Dataset excerpts
/---

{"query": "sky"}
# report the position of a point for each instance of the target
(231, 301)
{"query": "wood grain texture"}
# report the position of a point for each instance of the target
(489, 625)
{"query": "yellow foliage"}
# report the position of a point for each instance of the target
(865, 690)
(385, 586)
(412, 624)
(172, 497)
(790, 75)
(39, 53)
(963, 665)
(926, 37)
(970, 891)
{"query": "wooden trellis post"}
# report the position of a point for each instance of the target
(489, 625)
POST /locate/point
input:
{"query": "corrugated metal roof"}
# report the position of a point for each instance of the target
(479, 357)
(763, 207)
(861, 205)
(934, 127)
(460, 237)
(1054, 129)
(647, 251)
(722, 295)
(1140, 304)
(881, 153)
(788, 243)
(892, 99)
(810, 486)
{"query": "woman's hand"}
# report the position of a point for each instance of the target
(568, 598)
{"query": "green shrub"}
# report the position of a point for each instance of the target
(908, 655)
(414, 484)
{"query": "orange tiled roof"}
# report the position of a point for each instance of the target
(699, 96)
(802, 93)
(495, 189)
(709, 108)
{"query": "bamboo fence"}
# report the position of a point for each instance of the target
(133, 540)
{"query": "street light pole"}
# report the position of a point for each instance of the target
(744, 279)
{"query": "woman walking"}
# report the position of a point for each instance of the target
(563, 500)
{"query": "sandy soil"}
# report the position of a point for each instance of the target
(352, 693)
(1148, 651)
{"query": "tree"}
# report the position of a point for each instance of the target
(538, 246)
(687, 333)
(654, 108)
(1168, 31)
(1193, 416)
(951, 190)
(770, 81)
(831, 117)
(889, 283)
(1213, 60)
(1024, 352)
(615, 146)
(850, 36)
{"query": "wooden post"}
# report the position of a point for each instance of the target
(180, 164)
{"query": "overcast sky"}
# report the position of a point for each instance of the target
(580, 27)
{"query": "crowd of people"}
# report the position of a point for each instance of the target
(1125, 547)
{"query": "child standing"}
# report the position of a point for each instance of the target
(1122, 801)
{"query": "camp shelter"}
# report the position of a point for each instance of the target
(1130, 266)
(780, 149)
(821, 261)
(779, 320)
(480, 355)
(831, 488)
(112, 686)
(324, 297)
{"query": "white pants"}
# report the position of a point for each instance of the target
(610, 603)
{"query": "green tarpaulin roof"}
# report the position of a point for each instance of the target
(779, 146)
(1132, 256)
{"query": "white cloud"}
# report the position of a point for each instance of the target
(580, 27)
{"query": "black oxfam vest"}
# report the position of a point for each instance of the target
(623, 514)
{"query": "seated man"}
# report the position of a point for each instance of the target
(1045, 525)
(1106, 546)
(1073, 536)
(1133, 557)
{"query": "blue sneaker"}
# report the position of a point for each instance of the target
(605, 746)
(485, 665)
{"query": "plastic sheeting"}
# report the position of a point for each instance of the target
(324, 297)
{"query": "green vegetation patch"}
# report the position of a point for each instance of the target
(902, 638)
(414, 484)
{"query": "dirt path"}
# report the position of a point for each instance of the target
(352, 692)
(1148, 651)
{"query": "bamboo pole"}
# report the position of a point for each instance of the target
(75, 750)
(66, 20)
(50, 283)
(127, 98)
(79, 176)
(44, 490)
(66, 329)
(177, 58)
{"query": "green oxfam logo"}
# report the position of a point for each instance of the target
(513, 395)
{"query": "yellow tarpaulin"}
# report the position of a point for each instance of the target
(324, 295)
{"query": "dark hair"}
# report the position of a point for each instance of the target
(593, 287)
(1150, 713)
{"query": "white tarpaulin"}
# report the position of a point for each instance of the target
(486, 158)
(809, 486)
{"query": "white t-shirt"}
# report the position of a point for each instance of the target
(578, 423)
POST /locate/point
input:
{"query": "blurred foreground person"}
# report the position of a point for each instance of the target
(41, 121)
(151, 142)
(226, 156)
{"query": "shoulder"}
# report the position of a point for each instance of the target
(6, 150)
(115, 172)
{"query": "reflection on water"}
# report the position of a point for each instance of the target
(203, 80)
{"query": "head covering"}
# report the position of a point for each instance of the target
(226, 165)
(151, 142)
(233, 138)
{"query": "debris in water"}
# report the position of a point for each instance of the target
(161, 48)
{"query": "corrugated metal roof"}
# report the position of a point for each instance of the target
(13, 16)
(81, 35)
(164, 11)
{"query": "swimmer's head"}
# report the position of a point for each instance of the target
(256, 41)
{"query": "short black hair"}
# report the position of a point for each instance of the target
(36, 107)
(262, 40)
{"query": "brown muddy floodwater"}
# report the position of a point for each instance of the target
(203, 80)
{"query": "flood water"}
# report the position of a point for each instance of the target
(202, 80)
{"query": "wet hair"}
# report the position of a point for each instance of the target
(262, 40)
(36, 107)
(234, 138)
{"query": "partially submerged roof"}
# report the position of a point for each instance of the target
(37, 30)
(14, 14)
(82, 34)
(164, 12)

\---

[EXERCISE PROMPT]: Lines containing the string "yellow" are the ones to copy from the entries above.

[RESPONSE AREA]:
{"query": "yellow foliage"}
{"query": "yellow tarpaulin"}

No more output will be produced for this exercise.